**Requirement:**
Find each line in the rows below that contains the word "horn", and copy every such line.

**Material for this exercise:**
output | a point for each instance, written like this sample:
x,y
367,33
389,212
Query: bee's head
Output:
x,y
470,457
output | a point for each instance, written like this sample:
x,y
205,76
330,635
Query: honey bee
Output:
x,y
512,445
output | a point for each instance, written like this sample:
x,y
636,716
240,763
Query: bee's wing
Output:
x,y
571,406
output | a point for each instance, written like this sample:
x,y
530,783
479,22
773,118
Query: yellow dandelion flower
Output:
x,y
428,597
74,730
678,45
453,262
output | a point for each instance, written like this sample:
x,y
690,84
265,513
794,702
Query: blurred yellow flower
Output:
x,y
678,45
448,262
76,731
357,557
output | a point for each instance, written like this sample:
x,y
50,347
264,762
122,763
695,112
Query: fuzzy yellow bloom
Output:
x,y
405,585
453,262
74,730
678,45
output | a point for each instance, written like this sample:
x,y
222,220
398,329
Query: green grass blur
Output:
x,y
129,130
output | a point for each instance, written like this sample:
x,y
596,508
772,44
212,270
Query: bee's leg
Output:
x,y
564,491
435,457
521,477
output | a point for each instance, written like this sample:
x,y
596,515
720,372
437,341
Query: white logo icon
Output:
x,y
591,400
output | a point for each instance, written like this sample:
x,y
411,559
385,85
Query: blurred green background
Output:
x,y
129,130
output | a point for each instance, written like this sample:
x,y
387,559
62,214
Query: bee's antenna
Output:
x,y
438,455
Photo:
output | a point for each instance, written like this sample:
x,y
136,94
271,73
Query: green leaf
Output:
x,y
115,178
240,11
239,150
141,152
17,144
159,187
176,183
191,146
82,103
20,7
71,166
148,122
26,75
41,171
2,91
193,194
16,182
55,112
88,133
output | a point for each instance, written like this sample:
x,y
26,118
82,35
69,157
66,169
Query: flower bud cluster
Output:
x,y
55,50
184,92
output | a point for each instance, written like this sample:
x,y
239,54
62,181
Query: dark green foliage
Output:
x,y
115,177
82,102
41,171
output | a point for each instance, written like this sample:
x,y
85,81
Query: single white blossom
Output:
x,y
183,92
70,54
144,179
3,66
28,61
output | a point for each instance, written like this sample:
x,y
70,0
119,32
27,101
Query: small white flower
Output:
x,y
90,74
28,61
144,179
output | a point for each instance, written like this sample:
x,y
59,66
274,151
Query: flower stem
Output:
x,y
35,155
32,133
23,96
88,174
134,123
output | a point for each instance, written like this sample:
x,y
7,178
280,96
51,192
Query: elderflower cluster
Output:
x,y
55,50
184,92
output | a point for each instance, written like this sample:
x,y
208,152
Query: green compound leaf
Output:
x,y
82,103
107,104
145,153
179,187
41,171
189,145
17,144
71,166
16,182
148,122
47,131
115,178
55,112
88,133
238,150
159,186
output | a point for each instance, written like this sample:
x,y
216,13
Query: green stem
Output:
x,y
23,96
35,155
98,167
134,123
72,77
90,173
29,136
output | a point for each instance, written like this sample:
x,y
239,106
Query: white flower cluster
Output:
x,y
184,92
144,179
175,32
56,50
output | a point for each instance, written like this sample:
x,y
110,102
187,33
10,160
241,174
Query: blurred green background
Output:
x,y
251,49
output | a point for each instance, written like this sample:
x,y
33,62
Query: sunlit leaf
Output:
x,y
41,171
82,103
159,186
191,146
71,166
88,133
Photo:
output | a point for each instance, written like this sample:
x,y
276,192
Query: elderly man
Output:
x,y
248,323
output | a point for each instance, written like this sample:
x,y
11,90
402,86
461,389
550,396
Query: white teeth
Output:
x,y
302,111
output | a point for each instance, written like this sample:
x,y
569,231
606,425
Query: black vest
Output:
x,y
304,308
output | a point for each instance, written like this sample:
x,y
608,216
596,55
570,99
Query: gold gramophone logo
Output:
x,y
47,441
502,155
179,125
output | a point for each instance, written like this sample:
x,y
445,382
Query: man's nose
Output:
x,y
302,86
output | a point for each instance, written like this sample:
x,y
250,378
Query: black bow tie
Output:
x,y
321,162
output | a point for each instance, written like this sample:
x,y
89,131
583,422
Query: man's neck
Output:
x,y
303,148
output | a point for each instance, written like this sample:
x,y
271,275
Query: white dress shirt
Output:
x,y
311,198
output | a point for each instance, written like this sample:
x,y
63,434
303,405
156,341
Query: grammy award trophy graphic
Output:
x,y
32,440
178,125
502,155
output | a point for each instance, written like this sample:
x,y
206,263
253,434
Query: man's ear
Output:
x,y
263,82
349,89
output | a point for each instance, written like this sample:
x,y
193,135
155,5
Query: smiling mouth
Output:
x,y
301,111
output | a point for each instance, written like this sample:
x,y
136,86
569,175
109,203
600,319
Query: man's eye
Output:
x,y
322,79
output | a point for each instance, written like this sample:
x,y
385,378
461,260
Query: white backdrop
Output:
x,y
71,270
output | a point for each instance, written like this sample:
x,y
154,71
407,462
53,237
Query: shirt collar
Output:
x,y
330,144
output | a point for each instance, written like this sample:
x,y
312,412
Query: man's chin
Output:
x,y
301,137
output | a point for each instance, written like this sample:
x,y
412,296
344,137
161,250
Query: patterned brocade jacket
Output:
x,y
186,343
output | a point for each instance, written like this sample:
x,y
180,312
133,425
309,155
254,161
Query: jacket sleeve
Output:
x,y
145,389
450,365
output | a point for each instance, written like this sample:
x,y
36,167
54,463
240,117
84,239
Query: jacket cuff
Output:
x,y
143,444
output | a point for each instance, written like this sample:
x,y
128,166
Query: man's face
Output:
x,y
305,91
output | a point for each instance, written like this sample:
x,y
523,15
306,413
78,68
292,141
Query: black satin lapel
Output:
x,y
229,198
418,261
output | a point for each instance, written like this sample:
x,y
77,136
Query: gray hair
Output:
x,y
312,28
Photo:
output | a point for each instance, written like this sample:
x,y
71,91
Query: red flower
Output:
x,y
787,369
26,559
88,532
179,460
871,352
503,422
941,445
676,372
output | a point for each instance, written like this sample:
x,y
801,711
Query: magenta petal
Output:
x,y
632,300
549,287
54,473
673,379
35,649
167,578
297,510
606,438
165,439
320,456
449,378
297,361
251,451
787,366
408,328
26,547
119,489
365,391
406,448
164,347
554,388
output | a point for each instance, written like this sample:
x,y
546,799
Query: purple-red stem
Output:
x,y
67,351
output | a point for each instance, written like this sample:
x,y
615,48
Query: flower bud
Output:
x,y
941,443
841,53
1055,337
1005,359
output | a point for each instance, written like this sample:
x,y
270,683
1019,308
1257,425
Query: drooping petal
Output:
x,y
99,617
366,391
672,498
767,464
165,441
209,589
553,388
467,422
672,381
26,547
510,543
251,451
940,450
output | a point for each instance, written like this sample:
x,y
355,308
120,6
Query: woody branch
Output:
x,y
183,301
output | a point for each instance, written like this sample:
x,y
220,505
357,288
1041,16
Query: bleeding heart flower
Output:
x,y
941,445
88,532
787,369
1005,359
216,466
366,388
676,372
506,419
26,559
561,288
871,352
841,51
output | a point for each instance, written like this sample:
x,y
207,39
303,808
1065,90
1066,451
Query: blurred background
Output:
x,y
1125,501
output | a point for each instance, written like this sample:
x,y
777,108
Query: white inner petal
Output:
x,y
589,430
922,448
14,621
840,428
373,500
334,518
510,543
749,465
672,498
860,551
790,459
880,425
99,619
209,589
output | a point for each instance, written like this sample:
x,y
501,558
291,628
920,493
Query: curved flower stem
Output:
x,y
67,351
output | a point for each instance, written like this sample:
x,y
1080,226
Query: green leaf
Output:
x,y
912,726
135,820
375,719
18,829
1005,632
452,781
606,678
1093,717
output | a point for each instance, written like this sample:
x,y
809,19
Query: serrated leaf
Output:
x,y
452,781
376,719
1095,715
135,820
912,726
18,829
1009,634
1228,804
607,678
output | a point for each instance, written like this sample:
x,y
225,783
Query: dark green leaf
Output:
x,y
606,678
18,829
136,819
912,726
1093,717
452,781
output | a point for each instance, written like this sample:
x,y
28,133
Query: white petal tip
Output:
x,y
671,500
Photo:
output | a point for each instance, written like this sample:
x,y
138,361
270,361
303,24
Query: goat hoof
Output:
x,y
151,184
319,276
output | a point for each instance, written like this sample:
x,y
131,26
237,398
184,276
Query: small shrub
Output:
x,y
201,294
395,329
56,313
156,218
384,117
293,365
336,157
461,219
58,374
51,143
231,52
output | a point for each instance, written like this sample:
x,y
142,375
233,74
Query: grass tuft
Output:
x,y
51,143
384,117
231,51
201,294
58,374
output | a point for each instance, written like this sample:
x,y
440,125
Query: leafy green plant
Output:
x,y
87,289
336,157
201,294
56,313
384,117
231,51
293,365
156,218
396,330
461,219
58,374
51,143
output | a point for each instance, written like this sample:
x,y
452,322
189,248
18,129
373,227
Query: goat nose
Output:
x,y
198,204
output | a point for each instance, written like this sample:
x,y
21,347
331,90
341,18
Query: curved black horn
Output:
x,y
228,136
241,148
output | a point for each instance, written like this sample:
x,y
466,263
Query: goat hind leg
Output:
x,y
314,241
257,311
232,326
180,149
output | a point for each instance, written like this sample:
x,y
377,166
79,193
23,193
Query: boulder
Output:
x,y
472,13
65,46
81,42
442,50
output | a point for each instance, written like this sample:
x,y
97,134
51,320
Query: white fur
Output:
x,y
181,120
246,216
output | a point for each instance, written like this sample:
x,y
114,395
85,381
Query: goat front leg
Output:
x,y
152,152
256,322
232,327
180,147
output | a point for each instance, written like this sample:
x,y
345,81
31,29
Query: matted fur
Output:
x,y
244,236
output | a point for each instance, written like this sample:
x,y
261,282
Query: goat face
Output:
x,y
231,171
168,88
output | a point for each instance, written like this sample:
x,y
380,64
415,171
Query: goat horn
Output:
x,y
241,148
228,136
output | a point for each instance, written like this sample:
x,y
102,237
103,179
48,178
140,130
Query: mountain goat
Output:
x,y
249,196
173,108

**Exercise response:**
Query: curved black horn
Query: goat horn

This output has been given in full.